-- start SOURCE DOCUMENT --

For the first 13 minutes, the Golden Grizzlies gave their fans plenty to cheer about. Oakland held a five-point advantage just before Nelson's injury.
Then, the unthinkable happened. Nelson fell to the court after getting hit hard. He needed six stitches above his eye and later returned to the game, but the damage had been done. Oakland's hopes for an upset rested, at least partly, on its senior leader.
"It definitely changed the whole game," Kampe said. "We just stopped guarding. When he went out, we were like, 'Well, OK, we can't win.' "
The Panthers had 13 points at the time of the injury. They scored 76 more in the final 27 minutes of a 23-point win.
"After going back and looking at it, it made me angry," Kampe said.
Of course, Oakland had other reasons to be angry. Like drawing a No. 14 seed and being forced to play Pitt in the first round. The Golden Grizzlies won 20 of their final 21 games going into the tournament, had a solid RPI (53) and thought they deserved a better placement.
But the NCAA Tournament is ancient history. Kampe's solution now: Get back to the NCAA Tournament and give it another try. And watch out for flying elbows.
While Nelson is gone, the best player in the Summit returns to Oakland: 6-11 senior center Keith Benson (17.3 ppg, 10.5 rpg). The league MVP showed he could play with the big guys, scoring 28 points and grabbing nine rebounds against Pitt.
It wasn't the first time Benson had put up numbers against the nation's elite. In an earlier game against No. 1 Kansas, Benson scored 20 points to Jayhawks star Cole Aldrich's four. Benson blocked Aldrich's first two shots.

-- end SOURCE DOCUMENT --

■ **EXERCISE INSTRUCTIONS**
1 > In the Oakland basketball article, how many points and rebounds did Keith Benson have against Pitt?
2 > Pick up the Oakland basketball article after its final sentence and write the next paragraph or two.

-- start ROWS --

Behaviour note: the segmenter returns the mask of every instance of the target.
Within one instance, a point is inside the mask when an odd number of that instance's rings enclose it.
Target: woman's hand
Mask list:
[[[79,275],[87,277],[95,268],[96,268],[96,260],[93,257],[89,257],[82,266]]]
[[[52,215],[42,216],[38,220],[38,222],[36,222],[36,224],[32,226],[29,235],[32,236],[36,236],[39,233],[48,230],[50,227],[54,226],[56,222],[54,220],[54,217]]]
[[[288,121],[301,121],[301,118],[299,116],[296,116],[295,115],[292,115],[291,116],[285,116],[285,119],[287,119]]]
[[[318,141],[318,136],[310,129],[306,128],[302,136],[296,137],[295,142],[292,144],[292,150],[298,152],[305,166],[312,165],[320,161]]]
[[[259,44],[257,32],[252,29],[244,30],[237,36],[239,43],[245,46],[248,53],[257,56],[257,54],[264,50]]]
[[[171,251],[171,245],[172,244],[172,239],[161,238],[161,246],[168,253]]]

-- end ROWS --

■ **OUTPUTS FOR THE TASKS**
1 > He scored 28 points and grabbed nine rebounds.

2 >
"We think, if he has a great year, he could be a lottery pick," Kampe said.
Kampe isn't going to ask Benson to make any changes in his game.
"I want him to repeat what he did last year," Kampe said. "We're going to feed him the ball and he's going to get fouled a lot."
Benson has some help, starting with 6-2 senior guard Larry Wright (11.0 ppg, 2.5 rpg).
"We need a higher three-point field goal percentage [.333, 54-of-162] from him," Kampe said. "We see a lot of goofy defenses because of Benson. The guys they leave to double down have to step up and make shots, especially open three-point shots. He was inconsistent with it. Everything else about his game, I love."
The other starter inside will be 6-9 senior Will Hudson (6.0 ppg, 4.9 rpg).
"Next year after the season's over, when everyone's talking about losing Benson, I'm going to be saying 'Yeah, but the guy we really have to replace is Hudson,' " Kampe said. "He does all the little dirty work. He's not as efficient offensively as we would like him to be. He'll get better this year."
Ledrick Eackles (6.1 ppg, 2.0 rpg) will move into the starting lineup. The 6-1 sophomore is the son of former NBA standout Ladell Eackles.
"He was inconsistent as most freshmen are," Kampe said. "But when he was good, he was really good. He was great against Pittsburgh. He single-handedly almost got us back into the game. I expect him to have a really good year."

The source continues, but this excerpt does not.